### Directions for this task:
Extract from the listing below every line that contains the string "locate", matching case exactly.

### Provided information:

————

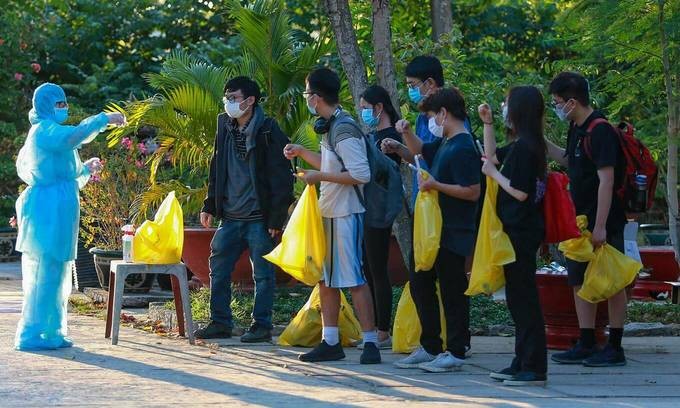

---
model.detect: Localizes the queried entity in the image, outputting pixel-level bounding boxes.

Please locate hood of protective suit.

————

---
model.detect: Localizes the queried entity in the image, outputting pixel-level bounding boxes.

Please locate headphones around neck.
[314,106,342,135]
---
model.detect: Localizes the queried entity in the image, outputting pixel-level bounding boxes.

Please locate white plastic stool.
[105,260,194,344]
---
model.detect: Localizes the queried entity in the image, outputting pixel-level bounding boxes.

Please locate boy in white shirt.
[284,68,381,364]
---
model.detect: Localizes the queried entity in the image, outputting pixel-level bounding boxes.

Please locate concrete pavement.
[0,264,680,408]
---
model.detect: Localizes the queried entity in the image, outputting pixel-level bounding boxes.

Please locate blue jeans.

————

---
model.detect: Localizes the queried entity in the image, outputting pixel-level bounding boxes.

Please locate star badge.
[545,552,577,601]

————

### Complete response:
Please locate hood of protective suit.
Please locate headphones around neck.
Please locate white plastic stool.
Please locate boy in white shirt.
Please locate concrete pavement.
Please locate blue jeans.
Please locate star badge.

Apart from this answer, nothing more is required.